Stored records ->
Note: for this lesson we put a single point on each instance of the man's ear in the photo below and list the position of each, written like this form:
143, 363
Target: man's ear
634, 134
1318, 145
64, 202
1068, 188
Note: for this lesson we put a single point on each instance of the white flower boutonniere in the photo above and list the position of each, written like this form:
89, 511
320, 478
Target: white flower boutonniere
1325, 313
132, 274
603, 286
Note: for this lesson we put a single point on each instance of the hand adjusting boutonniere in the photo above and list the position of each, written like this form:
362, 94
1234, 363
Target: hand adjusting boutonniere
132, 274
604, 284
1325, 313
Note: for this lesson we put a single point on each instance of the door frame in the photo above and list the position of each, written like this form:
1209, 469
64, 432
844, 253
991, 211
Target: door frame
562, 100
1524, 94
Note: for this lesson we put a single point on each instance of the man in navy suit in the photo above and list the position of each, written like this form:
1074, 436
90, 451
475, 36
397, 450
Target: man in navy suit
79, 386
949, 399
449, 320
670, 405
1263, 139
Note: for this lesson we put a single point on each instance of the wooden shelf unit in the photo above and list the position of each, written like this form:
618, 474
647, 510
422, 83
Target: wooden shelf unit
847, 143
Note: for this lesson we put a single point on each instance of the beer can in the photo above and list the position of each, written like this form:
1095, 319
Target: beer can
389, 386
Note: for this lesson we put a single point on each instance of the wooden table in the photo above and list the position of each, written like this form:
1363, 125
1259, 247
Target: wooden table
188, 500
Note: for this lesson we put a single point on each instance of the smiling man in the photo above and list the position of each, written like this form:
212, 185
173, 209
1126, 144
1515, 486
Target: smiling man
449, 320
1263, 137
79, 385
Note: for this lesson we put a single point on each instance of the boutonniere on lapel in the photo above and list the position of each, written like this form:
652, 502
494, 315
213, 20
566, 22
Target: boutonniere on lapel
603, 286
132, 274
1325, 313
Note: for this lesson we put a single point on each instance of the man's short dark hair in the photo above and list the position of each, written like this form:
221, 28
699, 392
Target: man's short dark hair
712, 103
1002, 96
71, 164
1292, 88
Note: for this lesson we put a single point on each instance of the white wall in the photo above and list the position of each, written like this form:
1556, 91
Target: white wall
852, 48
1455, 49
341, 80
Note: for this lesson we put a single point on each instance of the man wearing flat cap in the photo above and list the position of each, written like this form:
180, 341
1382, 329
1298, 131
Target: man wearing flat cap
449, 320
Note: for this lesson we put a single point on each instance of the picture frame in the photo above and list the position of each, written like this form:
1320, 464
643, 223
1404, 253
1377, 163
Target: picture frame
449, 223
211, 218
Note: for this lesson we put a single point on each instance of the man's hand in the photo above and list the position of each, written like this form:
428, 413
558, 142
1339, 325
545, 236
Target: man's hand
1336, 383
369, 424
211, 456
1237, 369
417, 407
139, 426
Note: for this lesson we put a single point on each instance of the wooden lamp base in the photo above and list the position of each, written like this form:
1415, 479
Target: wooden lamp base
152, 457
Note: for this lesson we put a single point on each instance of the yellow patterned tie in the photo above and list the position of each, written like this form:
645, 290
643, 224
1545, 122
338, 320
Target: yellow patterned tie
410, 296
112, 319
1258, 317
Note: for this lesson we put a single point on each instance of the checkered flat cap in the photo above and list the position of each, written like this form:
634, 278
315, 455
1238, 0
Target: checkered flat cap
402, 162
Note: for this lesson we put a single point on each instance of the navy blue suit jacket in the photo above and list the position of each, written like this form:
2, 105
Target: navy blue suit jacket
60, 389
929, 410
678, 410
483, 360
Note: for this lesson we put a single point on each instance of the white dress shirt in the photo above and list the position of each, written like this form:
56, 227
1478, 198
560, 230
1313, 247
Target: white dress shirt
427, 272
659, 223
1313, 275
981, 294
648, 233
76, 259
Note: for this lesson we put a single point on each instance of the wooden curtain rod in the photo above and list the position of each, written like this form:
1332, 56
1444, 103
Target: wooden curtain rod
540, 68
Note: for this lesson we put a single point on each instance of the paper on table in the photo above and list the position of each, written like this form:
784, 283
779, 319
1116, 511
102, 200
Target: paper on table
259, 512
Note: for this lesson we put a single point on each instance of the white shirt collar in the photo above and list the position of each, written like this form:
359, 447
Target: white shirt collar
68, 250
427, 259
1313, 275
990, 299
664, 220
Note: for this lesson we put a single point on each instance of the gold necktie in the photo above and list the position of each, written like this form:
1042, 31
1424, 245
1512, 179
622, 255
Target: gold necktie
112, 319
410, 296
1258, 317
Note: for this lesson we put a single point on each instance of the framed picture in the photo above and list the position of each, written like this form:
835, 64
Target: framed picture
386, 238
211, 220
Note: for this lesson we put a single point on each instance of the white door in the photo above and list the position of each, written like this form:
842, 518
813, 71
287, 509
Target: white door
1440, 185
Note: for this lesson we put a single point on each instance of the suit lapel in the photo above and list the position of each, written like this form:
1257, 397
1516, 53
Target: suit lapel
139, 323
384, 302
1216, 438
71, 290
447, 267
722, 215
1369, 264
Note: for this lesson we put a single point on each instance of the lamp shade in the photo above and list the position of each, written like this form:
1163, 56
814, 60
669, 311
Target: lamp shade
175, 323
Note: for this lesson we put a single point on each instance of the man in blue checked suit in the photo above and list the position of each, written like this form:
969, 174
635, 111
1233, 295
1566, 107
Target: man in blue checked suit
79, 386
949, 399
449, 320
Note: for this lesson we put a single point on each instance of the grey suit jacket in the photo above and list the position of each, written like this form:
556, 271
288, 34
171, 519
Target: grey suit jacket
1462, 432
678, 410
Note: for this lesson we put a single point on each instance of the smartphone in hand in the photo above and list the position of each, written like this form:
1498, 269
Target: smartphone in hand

Work to be completed ->
Write the entries out again verbatim, every one of them.

Expected answer ->
Note: for this lesson we put a single point on each instance of the man's ear in the photo below and list the position of each, written like this form:
143, 363
Target: man's ear
634, 134
1318, 145
64, 202
1068, 188
Note: for this lesson we put a single point on each instance of the white flower boutonniere in the photo above and list the position of each, written like this form:
89, 511
320, 478
Target: white flower boutonniere
1325, 313
132, 274
603, 286
Note: for this lesson we put a single point on each instance of the hand adjusting boutonniere in the photo above and list the position of each, written like this form:
362, 94
1234, 363
Target: hand adjusting boutonniere
132, 274
604, 284
1325, 313
Note: for this lesson we put a single point on each instance of the door frame in the photo above and list the position of each, written like this form:
1209, 469
64, 432
844, 253
991, 211
Target: door frame
562, 100
1524, 94
Note: for this lesson we put a single point on each instance of the man in navy suit in the photo above and list the position of each, written like this form:
1074, 436
90, 451
475, 36
397, 450
Target: man in navy suit
79, 386
949, 399
449, 320
670, 405
1263, 139
Note: for this lesson we put a single point on each instance of the wooden shelf unit in the photo above and list the position of each, written like this form:
618, 474
647, 510
422, 83
Target: wooden shelf unit
847, 143
Note: for this lesson we put a single point on each instance of the beer can in the photo above and list the position of each, written like this form:
1095, 319
Target: beer can
389, 386
Note: for this lesson we put a single point on each instance of the wooden table in the photo above and list the position of each, written like this form:
1363, 125
1259, 247
Target: wooden table
188, 500
Note: for this lesson we put a single point on each instance of the smiling man in the photo above and list the position of each, written like this form:
212, 185
173, 209
1126, 144
1515, 486
Target: smiling man
449, 320
1263, 137
79, 385
Note: for this lesson we put a single point on each instance of the boutonniere on lapel in the photo above and list the position of each, written like this form:
652, 502
494, 315
213, 20
566, 22
Target: boutonniere on lapel
603, 286
132, 274
1325, 313
Note: for this lesson we put a single point on each instance of the man's short dark hair in the photo above and list the position of each, written like this form:
221, 28
699, 392
Target: man's short dark hair
712, 103
1002, 96
71, 164
1292, 88
Note: for this lesson we put a single point on each instance of the white wall in the photo above and list the position of each, written like this form:
1556, 91
Target: white wall
852, 48
1455, 49
341, 80
Note: for this lesson we put a single point on each instance of the man wearing flat cap in the photo above and list the position of each, written like this form:
180, 341
1382, 329
1298, 131
Target: man wearing flat cap
449, 320
Note: for this lesson we put a single point on each instance of the picture frame in the photo above and list the position of each, written like this form:
1320, 464
643, 223
1404, 253
1377, 163
Target: picture frame
449, 223
211, 218
Note: for this lesson we put a single point on each instance of the man's hand in the photo above and list the position of each, written like this form:
428, 413
558, 142
1339, 325
545, 236
Target: man's hand
1336, 383
369, 424
211, 456
1237, 369
417, 407
139, 426
Note: for this lesson we put a single point on each instance of the wooden lamp base in the photo above and list the position of each, written like this form:
1415, 479
Target: wooden lamp base
152, 457
Note: for this lesson we put a single point on each instance of the yellow patterned tie in the photo above and list the position of each, written like this form:
645, 290
643, 224
1545, 122
338, 320
Target: yellow patterned tie
410, 296
112, 319
1258, 317
Note: for this lesson we put a single point on each instance of the checkered flat cap in the photo above and list the position of each, written like this form:
634, 278
315, 455
1238, 0
Target: checkered flat cap
402, 162
Note: for this lesson we put a single point on each instance of the navy blue suit jacket in the photo above and list the position of each, written like this form:
2, 105
Target: navy blue suit jacket
60, 389
929, 410
678, 410
483, 360
Note: for this lesson we put a single point on each instance of the white dress shirt in the photo above and list the position of each, written like this form:
56, 227
1478, 198
560, 230
1313, 247
Target: white dress shirt
427, 272
659, 223
1313, 275
981, 294
648, 233
76, 259
Note: for this lesson we put a single point on each instance of the wooden curtain rod in the photo above and list the position of each, written like this form:
1332, 56
1444, 103
Target: wooden curtain rod
540, 68
Note: for this lesson we put a single point on each instance of the paper on table in the photo above and list the position of each, written like this form:
784, 283
779, 319
1116, 511
102, 200
Target: paper on table
259, 512
Note: for this lesson we put a single point on each instance of the white shirt collar in the photo above and list the position of each, written like this form:
359, 447
Target: white shirt collar
68, 250
427, 259
1313, 275
990, 299
664, 220
Note: for this lesson we put a single point on each instance of the gold necktie in the photo above and list the position of each, written like this form:
1042, 31
1424, 245
1512, 179
622, 255
Target: gold necktie
112, 319
410, 296
1258, 317
Note: for this lesson we put a single point on each instance of the framed picture in the photo above and list the position of each, written like this form:
835, 64
Target: framed picture
386, 238
211, 220
Note: for this lesson we put a single point on each instance of the white door in the photo above and list the position of each, written like this form:
842, 518
813, 71
287, 509
Target: white door
1440, 185
Note: for this lesson we put a single point on each instance of the suit lapel in the photo above and list the position of each, written like this form:
1257, 397
1516, 53
Target: suit lapel
139, 323
384, 302
1216, 438
71, 290
447, 267
722, 215
1369, 264
Note: for this lesson we put a single point on each instance of the lamp shade in the photo above and list the position of each, written like this form:
1163, 56
814, 60
669, 311
Target: lamp shade
175, 323
Note: for this lesson we put a single point on each instance of the man in blue checked suit in the photo above and list the position of each, written like this form:
969, 174
635, 111
1233, 295
1566, 107
Target: man in blue checked suit
79, 386
949, 399
449, 320
Note: for this lesson we put a single point on each instance of the grey suit jacket in the photo above and list the position of each, written like this form:
556, 271
288, 34
171, 519
Target: grey suit jacket
1462, 432
678, 410
Note: for this lesson we put a single point on each instance of the smartphone in hand in the photo above and list the position of each, written like this form:
1498, 269
Target: smartphone in hand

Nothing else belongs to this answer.